▼▼▼
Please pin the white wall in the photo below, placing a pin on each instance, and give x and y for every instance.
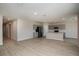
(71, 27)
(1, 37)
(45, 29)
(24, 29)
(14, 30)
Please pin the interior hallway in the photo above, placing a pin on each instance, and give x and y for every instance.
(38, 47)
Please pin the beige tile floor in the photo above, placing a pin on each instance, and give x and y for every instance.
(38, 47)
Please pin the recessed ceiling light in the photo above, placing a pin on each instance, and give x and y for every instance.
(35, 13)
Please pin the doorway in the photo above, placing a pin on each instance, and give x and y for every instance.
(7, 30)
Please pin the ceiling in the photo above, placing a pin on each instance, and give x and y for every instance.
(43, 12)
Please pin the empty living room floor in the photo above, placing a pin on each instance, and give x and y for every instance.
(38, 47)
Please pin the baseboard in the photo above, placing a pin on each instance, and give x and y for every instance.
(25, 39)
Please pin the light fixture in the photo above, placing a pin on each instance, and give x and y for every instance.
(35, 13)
▲▲▲
▼▼▼
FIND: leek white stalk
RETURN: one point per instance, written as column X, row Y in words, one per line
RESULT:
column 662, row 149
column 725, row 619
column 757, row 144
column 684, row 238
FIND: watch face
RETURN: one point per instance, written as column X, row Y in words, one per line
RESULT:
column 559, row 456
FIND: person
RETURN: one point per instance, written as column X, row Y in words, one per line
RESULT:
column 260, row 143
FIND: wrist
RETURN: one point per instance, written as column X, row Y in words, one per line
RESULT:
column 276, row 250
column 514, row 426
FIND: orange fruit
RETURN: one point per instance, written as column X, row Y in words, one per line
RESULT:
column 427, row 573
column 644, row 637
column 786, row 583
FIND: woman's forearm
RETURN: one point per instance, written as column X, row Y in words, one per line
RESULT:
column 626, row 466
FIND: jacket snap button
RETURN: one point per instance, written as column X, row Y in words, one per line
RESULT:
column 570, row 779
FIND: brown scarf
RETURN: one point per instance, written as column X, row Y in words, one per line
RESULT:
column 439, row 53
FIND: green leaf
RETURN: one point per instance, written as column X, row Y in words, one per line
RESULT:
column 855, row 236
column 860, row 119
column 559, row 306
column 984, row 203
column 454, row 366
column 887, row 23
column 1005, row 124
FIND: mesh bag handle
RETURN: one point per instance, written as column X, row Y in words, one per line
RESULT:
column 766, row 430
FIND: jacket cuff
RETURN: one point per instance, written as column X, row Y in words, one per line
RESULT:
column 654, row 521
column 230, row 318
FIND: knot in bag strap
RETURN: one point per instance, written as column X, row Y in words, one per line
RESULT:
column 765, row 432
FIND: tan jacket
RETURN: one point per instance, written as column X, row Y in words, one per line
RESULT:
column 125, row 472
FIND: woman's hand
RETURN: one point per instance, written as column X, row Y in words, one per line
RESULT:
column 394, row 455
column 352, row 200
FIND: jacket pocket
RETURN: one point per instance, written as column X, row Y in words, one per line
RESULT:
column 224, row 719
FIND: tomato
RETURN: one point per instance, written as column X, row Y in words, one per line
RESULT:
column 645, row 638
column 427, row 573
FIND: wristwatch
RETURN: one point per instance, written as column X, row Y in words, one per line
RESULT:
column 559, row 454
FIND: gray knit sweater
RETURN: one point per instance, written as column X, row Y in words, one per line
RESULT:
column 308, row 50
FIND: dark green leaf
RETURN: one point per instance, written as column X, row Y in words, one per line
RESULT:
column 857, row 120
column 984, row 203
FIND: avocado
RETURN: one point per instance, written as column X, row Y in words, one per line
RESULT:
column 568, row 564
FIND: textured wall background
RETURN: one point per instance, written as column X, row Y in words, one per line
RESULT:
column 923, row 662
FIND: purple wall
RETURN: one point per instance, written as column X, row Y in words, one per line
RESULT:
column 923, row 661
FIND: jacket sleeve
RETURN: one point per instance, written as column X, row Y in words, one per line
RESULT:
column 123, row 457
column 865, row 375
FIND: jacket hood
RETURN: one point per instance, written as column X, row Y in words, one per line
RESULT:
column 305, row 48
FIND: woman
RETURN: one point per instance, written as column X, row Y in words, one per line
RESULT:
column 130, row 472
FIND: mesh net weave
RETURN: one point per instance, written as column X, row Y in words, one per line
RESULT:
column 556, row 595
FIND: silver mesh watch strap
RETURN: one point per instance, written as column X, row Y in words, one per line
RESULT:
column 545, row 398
▲▲▲
What is required => Repeat the data from the line with "FIND: wristwatch" to the line with "column 923, row 662", both of those lines included.

Exercise solution =>
FIND: wristwatch
RETURN: one point per instance, written as column X, row Y in words, one per line
RESULT:
column 559, row 454
FIND: gray knit sweater
RETURN: one point per instance, written as column X, row Y in words, one per line
RESULT:
column 308, row 50
FIND: dark green leaf
RETURN: one point per instance, written as column X, row Y in words, one per line
RESULT:
column 857, row 120
column 984, row 203
FIND: avocado
RETURN: one point per instance, written as column X, row Y in words, one per line
RESULT:
column 568, row 564
FIND: textured wall background
RETURN: one point per instance, written as column X, row Y in words, one per line
RESULT:
column 923, row 662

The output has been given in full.